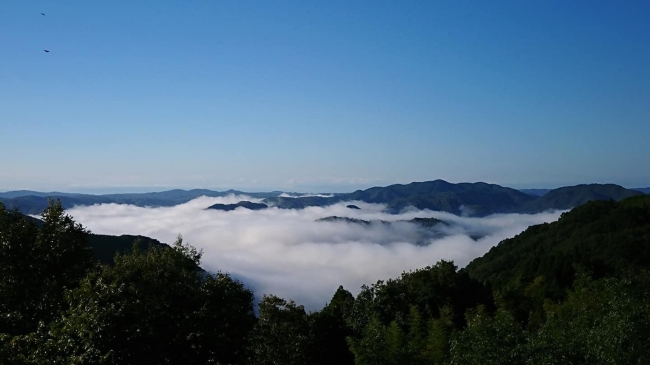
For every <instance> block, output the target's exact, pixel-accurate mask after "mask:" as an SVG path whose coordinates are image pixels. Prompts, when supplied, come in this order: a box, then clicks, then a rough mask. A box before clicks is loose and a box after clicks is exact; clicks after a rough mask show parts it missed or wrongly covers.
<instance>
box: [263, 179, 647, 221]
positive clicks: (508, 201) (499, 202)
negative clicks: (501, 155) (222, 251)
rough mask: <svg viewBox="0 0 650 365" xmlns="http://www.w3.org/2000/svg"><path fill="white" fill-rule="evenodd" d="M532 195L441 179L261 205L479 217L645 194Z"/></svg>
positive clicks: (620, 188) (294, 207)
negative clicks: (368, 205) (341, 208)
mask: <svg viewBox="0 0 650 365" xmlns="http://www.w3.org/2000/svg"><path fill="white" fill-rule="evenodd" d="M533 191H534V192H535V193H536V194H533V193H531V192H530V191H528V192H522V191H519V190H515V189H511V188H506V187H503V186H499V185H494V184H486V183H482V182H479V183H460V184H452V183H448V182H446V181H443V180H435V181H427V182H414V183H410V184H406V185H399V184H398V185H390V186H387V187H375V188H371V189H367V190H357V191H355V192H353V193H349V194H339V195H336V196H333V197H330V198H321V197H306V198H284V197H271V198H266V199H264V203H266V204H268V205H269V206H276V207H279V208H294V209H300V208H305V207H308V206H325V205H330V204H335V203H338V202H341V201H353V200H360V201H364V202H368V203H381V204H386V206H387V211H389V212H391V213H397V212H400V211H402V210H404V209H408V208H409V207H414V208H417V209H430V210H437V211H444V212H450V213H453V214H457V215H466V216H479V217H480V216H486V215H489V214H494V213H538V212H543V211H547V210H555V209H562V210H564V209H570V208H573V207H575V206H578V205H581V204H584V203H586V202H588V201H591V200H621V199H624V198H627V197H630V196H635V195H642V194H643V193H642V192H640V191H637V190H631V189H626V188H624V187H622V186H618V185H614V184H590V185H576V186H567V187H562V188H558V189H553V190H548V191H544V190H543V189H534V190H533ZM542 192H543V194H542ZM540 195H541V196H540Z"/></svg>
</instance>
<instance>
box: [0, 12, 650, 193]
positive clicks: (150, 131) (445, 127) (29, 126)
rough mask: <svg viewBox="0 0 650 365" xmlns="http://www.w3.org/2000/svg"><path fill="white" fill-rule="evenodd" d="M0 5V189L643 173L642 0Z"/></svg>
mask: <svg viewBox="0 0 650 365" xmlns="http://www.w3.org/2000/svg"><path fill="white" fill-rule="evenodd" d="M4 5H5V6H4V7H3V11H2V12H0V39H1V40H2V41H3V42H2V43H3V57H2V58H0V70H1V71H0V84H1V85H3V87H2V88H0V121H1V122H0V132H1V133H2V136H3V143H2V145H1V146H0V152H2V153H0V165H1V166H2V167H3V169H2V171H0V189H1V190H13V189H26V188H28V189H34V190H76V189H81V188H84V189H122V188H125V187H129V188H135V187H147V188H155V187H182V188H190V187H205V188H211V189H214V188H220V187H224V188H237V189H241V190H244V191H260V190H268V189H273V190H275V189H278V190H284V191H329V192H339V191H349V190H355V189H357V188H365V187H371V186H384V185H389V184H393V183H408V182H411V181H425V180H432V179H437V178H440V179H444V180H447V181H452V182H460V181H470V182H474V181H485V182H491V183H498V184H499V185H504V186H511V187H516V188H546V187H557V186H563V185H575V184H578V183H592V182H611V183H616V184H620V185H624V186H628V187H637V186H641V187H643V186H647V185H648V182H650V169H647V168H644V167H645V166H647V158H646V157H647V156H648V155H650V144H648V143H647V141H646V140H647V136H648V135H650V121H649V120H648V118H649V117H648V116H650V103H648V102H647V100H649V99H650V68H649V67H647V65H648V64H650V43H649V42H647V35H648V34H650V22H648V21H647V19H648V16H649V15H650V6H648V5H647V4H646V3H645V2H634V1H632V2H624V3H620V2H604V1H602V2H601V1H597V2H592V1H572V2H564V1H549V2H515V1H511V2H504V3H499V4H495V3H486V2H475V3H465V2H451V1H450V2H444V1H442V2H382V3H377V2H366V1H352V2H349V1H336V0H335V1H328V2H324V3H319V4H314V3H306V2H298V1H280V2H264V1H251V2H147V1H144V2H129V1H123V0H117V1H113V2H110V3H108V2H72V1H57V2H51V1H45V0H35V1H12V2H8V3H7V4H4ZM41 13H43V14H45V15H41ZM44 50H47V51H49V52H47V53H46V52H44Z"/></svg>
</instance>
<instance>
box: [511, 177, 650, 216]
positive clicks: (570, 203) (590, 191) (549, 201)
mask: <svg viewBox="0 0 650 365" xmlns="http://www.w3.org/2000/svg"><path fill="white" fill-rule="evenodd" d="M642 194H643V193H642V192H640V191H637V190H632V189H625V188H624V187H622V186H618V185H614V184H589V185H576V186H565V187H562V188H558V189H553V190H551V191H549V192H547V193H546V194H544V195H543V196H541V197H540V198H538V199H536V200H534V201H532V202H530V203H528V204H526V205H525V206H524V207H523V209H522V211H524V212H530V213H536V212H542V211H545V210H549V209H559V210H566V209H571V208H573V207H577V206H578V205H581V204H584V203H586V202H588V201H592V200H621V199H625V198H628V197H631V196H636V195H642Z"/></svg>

■ TO DO
Copy out every one of the records above line for line, with no changes, and leave the pictures out.

■ OUTPUT
For every <instance> block, output the target's exact, pixel-accurate mask after "mask:" as an SVG path whose coordinates are image pixels. Prompts, when supplied, come in this order: a box, then clicks, then a rough mask. A box before clicks is loose and a box after clicks is exact; clicks after a rough mask show parts it missed or wrongly covers.
<instance>
box: [263, 179, 647, 221]
positive clicks: (508, 201) (499, 202)
negative clicks: (501, 155) (222, 251)
rough mask: <svg viewBox="0 0 650 365" xmlns="http://www.w3.org/2000/svg"><path fill="white" fill-rule="evenodd" d="M532 195L441 179L261 205L479 217L645 194Z"/></svg>
positive clicks: (620, 188) (294, 207)
negative clicks: (368, 205) (341, 208)
mask: <svg viewBox="0 0 650 365" xmlns="http://www.w3.org/2000/svg"><path fill="white" fill-rule="evenodd" d="M533 191H534V192H535V193H536V194H533V193H531V192H530V191H528V192H522V191H519V190H515V189H511V188H506V187H503V186H499V185H494V184H486V183H482V182H479V183H460V184H452V183H448V182H446V181H443V180H435V181H427V182H414V183H410V184H406V185H399V184H398V185H390V186H387V187H375V188H371V189H367V190H357V191H355V192H353V193H349V194H339V195H336V196H333V197H330V198H321V197H306V198H284V197H271V198H266V199H264V203H266V204H268V205H269V206H276V207H279V208H294V209H300V208H305V207H308V206H325V205H330V204H335V203H338V202H341V201H353V200H360V201H364V202H368V203H381V204H386V206H387V211H389V212H391V213H397V212H400V211H402V210H404V209H408V208H409V207H414V208H417V209H430V210H437V211H444V212H450V213H453V214H457V215H466V216H479V217H480V216H486V215H489V214H494V213H538V212H543V211H547V210H555V209H562V210H564V209H570V208H573V207H575V206H578V205H581V204H584V203H586V202H588V201H591V200H621V199H624V198H627V197H630V196H635V195H642V194H643V193H642V192H640V191H637V190H631V189H626V188H624V187H622V186H618V185H614V184H590V185H576V186H567V187H562V188H558V189H553V190H548V191H544V190H543V189H534V190H533ZM542 192H543V194H542ZM540 195H541V196H540Z"/></svg>
</instance>
<instance>
box: [0, 12, 650, 193]
positive clicks: (150, 131) (445, 127) (29, 126)
rough mask: <svg viewBox="0 0 650 365" xmlns="http://www.w3.org/2000/svg"><path fill="white" fill-rule="evenodd" d="M0 5V189L643 173L642 0Z"/></svg>
mask: <svg viewBox="0 0 650 365" xmlns="http://www.w3.org/2000/svg"><path fill="white" fill-rule="evenodd" d="M4 5H5V6H4V7H3V11H2V12H0V39H1V40H2V41H3V42H2V43H3V57H2V58H0V70H1V71H0V84H1V85H3V87H2V88H0V121H1V122H0V132H1V133H2V136H3V143H2V145H1V146H0V152H2V153H0V165H1V166H2V167H3V169H2V171H0V189H1V190H13V189H26V188H28V189H34V190H76V189H81V188H84V189H122V188H125V187H129V188H135V187H147V188H155V187H182V188H190V187H205V188H211V189H214V188H220V187H224V188H237V189H241V190H244V191H260V190H268V189H273V190H275V189H278V190H284V191H329V192H339V191H349V190H355V189H357V188H365V187H371V186H384V185H389V184H393V183H408V182H411V181H425V180H432V179H437V178H440V179H444V180H447V181H452V182H460V181H470V182H474V181H485V182H491V183H498V184H499V185H504V186H511V187H516V188H546V187H557V186H563V185H575V184H578V183H592V182H611V183H616V184H620V185H624V186H628V187H637V186H641V187H643V186H647V185H648V182H650V169H647V168H644V167H645V166H647V158H646V157H647V156H648V155H650V144H648V143H647V141H646V140H647V136H648V135H650V121H649V120H648V118H649V117H648V116H650V103H648V102H647V100H649V99H650V68H649V67H647V65H648V64H650V43H649V42H647V35H648V34H650V22H648V21H647V19H648V16H649V15H650V6H648V5H647V4H646V3H645V2H634V1H632V2H624V3H620V2H604V1H602V2H601V1H597V2H592V1H572V2H564V1H549V2H515V1H511V2H504V3H499V4H495V3H486V2H475V3H465V2H451V1H450V2H444V1H442V2H382V3H377V2H366V1H352V2H349V1H336V0H335V1H328V2H324V3H319V4H314V3H306V2H298V1H280V2H264V1H251V2H147V1H144V2H129V1H123V0H117V1H113V2H110V3H108V2H72V1H57V2H51V1H45V0H35V1H12V2H8V3H7V4H4ZM41 13H43V14H45V15H41ZM44 50H47V51H49V52H47V53H46V52H44Z"/></svg>
</instance>
<instance>
box: [511, 177, 650, 216]
positive clicks: (570, 203) (590, 191) (549, 201)
mask: <svg viewBox="0 0 650 365" xmlns="http://www.w3.org/2000/svg"><path fill="white" fill-rule="evenodd" d="M642 194H643V193H642V192H640V191H637V190H632V189H625V188H624V187H622V186H618V185H614V184H589V185H576V186H565V187H562V188H558V189H553V190H551V191H549V192H547V193H546V194H544V195H543V196H541V197H540V198H538V199H536V200H534V201H532V202H530V203H528V204H526V205H525V206H524V207H523V209H522V211H524V212H530V213H536V212H542V211H545V210H549V209H559V210H566V209H571V208H573V207H577V206H578V205H581V204H584V203H586V202H588V201H592V200H621V199H625V198H628V197H631V196H636V195H642Z"/></svg>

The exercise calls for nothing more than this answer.